- [Records for this task]

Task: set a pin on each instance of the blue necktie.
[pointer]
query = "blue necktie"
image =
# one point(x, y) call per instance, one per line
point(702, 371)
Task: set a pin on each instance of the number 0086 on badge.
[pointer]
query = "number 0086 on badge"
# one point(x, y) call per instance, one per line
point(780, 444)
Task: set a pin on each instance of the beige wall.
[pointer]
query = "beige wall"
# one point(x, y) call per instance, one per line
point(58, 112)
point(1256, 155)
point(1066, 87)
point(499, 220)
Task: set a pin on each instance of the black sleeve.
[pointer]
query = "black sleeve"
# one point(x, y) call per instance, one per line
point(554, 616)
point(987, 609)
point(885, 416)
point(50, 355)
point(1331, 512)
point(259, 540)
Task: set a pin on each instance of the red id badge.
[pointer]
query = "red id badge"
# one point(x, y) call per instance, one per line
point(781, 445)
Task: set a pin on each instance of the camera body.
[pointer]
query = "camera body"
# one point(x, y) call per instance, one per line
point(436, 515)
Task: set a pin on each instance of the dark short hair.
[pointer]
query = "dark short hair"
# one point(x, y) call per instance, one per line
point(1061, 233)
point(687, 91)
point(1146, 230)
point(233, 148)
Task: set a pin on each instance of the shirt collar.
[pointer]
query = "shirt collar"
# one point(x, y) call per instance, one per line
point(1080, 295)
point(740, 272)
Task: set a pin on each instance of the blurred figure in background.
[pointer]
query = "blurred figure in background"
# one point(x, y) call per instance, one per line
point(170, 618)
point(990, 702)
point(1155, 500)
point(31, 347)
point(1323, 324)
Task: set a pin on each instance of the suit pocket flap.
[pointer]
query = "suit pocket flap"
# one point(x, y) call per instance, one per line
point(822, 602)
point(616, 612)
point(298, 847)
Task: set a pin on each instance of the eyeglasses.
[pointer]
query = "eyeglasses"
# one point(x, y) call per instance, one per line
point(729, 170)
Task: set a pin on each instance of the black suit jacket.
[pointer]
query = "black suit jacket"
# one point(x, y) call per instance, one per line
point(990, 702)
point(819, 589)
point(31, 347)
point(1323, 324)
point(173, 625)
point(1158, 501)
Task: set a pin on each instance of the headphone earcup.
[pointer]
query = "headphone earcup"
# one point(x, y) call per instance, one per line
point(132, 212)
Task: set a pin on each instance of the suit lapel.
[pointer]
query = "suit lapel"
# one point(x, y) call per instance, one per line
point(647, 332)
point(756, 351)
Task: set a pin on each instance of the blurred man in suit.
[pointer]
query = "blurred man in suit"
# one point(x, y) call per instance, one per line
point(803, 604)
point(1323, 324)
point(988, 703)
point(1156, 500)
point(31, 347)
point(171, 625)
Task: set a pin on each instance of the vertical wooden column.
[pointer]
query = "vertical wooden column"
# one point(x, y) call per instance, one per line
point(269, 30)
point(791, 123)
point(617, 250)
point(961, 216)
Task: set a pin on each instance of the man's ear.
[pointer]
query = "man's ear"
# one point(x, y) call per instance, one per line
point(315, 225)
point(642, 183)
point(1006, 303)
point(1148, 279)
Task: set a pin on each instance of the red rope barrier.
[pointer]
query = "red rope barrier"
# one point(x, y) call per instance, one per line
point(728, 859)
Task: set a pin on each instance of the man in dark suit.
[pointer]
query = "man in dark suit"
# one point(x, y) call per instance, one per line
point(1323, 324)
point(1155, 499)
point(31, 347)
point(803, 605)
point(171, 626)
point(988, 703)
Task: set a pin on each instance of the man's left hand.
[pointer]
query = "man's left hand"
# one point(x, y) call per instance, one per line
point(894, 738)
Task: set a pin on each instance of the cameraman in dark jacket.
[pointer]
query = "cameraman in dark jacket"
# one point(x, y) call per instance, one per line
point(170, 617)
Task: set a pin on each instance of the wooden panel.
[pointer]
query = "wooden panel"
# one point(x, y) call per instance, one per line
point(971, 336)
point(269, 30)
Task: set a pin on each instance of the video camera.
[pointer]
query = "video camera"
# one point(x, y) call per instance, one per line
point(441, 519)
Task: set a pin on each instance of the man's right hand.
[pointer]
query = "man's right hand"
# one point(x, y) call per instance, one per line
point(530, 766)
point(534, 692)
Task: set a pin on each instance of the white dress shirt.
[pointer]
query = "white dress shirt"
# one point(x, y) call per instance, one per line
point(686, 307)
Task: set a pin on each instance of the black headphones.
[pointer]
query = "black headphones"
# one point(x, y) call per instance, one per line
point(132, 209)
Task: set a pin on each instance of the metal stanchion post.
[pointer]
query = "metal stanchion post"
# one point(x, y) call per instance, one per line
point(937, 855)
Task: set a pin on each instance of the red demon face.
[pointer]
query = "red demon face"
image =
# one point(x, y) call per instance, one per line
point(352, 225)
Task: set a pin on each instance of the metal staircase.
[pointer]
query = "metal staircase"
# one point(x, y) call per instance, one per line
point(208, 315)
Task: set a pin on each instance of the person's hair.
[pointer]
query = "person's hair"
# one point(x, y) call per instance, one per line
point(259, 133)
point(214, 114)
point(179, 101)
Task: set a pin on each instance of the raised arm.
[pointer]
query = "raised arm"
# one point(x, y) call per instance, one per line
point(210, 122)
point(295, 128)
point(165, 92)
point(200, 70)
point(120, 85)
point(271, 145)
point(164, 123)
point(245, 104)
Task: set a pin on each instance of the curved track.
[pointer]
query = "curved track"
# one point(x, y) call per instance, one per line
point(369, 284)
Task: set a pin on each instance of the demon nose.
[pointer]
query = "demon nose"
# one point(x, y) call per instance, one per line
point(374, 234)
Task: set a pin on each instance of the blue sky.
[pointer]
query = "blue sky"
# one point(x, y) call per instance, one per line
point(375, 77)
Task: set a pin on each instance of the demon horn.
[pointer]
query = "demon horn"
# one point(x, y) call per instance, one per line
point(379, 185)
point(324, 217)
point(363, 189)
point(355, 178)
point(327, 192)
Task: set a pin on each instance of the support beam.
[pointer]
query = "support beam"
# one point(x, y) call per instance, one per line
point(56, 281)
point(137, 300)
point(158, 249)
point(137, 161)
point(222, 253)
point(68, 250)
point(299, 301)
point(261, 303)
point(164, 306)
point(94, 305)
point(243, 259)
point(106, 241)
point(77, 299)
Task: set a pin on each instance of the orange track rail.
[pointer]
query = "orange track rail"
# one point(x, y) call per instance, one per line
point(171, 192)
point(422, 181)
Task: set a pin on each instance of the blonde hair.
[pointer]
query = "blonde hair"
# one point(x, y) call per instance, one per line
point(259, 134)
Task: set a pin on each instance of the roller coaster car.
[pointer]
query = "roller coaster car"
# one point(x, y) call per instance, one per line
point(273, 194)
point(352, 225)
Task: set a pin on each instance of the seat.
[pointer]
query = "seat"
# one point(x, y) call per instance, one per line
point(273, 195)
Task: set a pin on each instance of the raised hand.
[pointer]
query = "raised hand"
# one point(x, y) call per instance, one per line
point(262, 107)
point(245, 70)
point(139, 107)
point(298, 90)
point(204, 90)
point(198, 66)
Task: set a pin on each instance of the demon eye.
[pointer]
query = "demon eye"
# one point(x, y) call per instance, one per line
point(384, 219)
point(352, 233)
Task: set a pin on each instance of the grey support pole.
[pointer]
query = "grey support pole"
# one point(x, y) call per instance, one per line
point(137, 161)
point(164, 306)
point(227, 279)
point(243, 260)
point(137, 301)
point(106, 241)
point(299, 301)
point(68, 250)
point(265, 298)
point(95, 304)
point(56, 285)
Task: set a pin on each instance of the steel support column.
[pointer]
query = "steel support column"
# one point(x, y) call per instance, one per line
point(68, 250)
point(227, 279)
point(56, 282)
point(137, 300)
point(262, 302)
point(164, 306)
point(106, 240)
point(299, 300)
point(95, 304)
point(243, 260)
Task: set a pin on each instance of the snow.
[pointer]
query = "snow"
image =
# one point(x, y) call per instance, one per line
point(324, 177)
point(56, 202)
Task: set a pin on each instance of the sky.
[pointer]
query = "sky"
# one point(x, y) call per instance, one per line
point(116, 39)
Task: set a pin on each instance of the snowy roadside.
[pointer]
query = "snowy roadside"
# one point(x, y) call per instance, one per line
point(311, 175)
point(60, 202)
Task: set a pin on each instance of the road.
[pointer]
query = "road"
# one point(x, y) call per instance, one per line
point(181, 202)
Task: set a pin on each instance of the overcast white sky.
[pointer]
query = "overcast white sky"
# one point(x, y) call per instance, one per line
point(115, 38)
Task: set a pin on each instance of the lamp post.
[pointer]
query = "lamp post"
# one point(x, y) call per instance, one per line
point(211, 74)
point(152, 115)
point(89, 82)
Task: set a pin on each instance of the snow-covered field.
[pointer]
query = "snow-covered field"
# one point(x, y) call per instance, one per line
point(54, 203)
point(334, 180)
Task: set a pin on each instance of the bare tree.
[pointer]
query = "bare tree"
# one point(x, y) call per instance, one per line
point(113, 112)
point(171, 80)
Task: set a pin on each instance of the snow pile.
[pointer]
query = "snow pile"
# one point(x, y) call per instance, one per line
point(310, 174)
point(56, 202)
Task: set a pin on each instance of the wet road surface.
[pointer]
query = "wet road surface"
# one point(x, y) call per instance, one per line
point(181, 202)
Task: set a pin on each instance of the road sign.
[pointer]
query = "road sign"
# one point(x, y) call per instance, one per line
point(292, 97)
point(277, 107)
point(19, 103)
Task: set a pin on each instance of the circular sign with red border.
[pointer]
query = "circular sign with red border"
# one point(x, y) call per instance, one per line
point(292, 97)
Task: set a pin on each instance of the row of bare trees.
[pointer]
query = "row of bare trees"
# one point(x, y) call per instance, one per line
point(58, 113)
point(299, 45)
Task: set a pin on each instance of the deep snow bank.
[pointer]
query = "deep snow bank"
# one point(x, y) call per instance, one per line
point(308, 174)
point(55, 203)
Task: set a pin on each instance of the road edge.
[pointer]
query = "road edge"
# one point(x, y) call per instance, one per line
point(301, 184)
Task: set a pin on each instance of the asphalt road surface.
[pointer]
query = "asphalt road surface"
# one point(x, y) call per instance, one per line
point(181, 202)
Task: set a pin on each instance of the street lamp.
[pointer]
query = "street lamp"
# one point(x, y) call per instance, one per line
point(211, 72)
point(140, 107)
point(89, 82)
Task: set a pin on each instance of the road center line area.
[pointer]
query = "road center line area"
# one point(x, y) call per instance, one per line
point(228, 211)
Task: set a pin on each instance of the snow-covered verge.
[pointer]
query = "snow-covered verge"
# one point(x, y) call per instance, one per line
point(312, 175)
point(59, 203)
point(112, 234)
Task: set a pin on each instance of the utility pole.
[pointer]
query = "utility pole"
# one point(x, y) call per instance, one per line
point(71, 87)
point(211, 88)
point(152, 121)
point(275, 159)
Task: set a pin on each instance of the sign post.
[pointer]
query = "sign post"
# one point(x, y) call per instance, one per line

- [Activity]
Respond with the number of lines in the listing above that include the word "street", and with nothing more.

- [Response to this task]
2